Job 1 -
Report each line of the listing below that contains the string "surface".

====== Provided passage

In a pecuniary point of view, the transaction was for Massachusetts most injurious; for it threw upon her the defence of a wide and most exposed frontier. But she did not, at this time, come into possession of the whole territory which now forms the state of Maine. France, under the treaty of Breda, occupied the district from the St. Croix to the Penobscot, and claimed the Kennebec as the line of separation between its rightful possessions and those of England; the duke of York held the tract between the Penobscot and the Kennebec, pretending, indeed, to own all that lies between the Kennebec and the St. Croix; while Massachusetts, as the successor to Gorges, was proprietary only of the district between the Kennebec and the Piscataqua.

A novel form of political institution ensued. Massachusetts, in its corporate capacity, was become the lord proprietary of Maine. The district had thus far been represented in the Massachusetts house of representatives; in obedience to an ordinance of the general court, the governor and assistants, in 1680, organized its government as a province, according to the charter to Gorges; the president and council were appointed by the magistrates of Massachusetts; at the same time, a popular legislative branch was established, composed of deputies from the several towns in the district. Danforth, who was selected to be the first president, was a man of superior worth; yet the pride of the province was offended by its subordination; the old religious differences had not lost their influence; and royalists and churchmen prayed for the interposition of the king. Massachusetts was compelled to employ force to assert its sovereignty, which, nevertheless, was exercised with moderation and justice.

On the first apprehension that the claim of Mason would be revived, the people of New Hampshire, in their town

meetings, expressed their content with the government of Massachusetts. But the popular wish availed little in the decision of a question of law; the patent of Mason was found on investigation to confer no jurisdiction; the unappropriated lands were allowed to belong to him; but the rights of the settlers to the soil which they actually occupied were reserved for litigation in colonial courts. In July, 1679, New Hampshire was separated from Massachusetts, and organized as a royal province. It was the earliest royal government in New England. The king, reserving a negative voice to himself and his officers, engaged to continue the privilege of an assembly, unless he or his heirs should deem that privilege "an inconvenience." The persons he first named to the offices of president and council were residents of the colony, and friends to the colonists; but, perceiving that their appointment had no other object than to render the transition to a new form of government less intolerable, they accepted office reluctantly.

============

Job 2 -
According to the provided passage, in what month and year was New Hampshire separated from Massachusetts and organized as a royal province?

====== Material for the task

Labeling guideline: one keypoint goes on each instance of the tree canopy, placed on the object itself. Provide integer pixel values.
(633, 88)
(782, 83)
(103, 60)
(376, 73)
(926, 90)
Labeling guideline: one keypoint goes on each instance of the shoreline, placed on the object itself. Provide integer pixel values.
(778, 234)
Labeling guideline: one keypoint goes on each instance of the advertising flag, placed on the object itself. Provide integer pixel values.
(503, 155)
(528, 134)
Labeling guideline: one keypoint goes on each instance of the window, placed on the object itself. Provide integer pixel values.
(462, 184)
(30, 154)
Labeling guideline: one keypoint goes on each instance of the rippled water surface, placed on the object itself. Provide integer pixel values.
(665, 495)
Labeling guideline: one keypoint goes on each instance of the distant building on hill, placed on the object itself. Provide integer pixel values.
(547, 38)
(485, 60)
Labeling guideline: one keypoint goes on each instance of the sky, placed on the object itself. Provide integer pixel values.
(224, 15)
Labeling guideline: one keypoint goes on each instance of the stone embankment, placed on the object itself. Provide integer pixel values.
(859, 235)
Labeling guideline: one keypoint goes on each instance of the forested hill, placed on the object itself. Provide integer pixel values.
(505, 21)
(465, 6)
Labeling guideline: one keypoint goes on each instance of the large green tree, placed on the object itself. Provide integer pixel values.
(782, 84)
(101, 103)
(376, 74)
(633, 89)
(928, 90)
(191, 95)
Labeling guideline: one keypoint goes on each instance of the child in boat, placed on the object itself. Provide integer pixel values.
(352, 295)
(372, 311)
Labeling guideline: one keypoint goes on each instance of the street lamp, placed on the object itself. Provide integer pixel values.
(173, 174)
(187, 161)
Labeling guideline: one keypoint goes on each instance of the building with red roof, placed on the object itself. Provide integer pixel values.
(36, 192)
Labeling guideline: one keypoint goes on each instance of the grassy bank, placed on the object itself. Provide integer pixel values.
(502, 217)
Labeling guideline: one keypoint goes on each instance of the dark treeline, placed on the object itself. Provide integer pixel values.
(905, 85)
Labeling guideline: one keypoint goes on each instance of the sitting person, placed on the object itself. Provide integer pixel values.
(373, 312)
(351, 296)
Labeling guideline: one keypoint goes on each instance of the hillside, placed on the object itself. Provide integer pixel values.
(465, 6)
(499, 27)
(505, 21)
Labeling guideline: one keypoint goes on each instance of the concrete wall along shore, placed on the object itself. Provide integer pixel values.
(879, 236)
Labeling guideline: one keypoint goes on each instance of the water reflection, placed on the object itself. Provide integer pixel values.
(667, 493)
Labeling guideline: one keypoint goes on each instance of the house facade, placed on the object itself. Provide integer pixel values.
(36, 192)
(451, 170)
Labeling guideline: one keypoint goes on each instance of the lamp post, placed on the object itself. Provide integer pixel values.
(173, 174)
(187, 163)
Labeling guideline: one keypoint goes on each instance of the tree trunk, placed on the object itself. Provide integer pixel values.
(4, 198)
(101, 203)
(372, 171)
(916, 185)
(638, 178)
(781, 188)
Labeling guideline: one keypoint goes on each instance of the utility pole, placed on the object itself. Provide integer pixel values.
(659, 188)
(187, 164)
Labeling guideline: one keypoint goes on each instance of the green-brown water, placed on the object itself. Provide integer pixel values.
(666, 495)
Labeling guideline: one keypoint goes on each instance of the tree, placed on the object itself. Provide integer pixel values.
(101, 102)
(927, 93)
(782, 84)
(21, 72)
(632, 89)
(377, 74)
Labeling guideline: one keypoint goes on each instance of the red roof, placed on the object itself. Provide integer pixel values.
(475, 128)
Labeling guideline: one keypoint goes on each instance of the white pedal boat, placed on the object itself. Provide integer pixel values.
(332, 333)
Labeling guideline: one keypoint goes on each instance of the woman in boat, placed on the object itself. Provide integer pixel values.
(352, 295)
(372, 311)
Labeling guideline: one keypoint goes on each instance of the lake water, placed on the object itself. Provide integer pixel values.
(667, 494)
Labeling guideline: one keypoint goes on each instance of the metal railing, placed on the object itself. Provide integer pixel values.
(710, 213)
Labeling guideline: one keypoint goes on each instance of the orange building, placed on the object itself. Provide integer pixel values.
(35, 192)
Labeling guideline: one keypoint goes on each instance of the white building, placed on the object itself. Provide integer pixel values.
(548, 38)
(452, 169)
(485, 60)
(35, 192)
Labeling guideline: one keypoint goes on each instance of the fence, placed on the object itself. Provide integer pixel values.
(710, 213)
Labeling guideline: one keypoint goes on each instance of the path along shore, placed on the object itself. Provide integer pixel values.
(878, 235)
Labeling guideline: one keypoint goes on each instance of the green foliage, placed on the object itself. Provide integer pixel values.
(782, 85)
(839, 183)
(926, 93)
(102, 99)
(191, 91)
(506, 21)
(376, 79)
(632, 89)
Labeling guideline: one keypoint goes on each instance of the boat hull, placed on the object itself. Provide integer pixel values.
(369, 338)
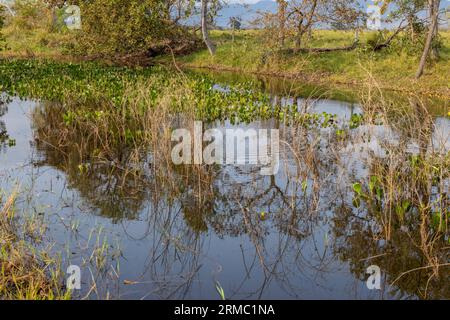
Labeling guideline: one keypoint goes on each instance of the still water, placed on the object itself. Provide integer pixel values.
(258, 237)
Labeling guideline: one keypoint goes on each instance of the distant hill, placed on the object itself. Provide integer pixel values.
(248, 12)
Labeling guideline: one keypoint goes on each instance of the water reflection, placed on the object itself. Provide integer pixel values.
(293, 235)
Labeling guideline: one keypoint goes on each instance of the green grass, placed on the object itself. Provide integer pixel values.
(393, 69)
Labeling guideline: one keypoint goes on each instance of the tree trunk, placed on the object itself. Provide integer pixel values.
(204, 21)
(434, 15)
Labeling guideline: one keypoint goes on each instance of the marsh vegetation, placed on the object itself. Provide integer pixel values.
(87, 177)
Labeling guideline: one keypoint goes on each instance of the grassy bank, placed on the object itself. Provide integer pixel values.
(392, 69)
(27, 271)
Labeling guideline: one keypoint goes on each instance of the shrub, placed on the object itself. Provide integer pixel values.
(120, 27)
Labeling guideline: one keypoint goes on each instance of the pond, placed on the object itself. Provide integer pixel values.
(294, 235)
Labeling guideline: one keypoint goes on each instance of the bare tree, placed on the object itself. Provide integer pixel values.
(432, 32)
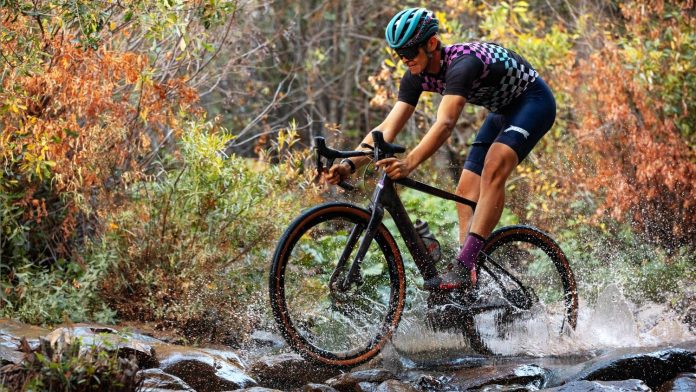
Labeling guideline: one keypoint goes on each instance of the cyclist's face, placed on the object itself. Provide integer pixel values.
(414, 58)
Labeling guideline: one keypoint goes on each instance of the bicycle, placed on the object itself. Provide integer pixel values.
(337, 282)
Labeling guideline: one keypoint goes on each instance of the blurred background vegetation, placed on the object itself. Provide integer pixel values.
(153, 151)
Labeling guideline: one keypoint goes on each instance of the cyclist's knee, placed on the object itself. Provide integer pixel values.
(500, 162)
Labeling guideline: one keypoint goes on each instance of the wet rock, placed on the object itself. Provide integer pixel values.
(395, 386)
(230, 356)
(683, 382)
(347, 382)
(602, 386)
(267, 339)
(12, 331)
(10, 356)
(508, 378)
(107, 338)
(288, 371)
(318, 388)
(155, 380)
(201, 370)
(653, 368)
(365, 387)
(427, 382)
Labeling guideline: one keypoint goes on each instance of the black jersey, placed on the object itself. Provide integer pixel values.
(486, 74)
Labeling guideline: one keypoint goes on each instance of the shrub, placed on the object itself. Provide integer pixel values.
(196, 241)
(72, 368)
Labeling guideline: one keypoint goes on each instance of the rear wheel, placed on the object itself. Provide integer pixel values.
(331, 325)
(527, 293)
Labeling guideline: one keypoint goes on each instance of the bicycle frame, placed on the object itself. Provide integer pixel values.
(385, 197)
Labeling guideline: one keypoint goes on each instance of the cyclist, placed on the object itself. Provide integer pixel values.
(522, 109)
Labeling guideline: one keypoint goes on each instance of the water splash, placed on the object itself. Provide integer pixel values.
(611, 322)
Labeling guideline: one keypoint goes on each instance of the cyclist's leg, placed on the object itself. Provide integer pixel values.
(470, 180)
(527, 121)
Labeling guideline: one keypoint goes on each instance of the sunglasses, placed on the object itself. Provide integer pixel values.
(408, 53)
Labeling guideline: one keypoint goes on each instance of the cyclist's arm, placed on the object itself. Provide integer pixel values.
(447, 114)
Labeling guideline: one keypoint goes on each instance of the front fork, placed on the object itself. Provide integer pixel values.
(353, 275)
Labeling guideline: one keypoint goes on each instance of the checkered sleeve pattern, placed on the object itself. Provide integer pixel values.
(506, 75)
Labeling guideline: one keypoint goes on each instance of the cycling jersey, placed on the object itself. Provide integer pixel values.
(486, 74)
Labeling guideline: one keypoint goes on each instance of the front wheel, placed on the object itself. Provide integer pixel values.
(320, 318)
(527, 290)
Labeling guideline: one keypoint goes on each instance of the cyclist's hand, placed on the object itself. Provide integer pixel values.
(337, 173)
(395, 168)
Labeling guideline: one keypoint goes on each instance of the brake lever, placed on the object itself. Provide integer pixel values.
(320, 170)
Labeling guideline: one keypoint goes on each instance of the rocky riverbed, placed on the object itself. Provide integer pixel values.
(266, 364)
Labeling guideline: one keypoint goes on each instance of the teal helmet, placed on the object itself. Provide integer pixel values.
(411, 27)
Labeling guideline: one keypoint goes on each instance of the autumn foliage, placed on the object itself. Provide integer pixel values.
(640, 163)
(78, 123)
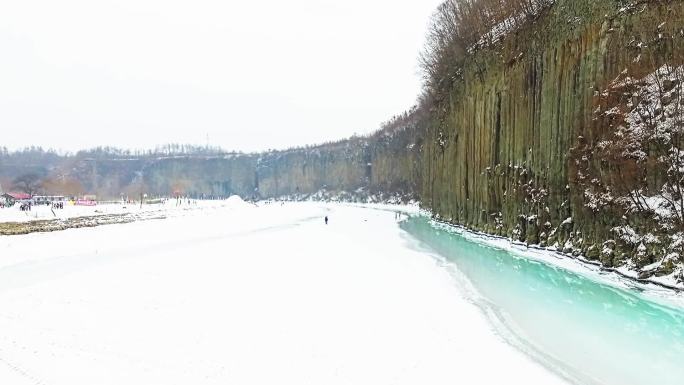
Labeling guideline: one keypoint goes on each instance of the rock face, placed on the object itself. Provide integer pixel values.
(498, 154)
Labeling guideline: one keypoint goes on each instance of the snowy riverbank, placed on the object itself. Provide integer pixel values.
(243, 295)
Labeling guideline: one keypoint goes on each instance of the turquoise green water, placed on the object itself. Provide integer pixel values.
(594, 332)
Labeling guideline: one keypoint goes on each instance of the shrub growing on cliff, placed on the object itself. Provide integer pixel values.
(635, 171)
(459, 27)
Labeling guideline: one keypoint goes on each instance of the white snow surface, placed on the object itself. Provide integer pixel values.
(238, 294)
(170, 207)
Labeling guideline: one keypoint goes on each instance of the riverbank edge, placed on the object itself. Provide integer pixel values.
(489, 239)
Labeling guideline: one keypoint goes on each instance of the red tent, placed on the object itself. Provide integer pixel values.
(18, 196)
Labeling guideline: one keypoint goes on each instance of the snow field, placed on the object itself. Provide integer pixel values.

============

Exercise solution 1 -
Labeling guideline: one keypoint goes on each instance of the rippled water surface, placed on the object itself. Provide integer pixel values.
Labeling guideline: one keypoint goes on each instance of the white snow surface, placed on the object itself. Provide integer pixel values.

Exercise solution 2 -
July 1679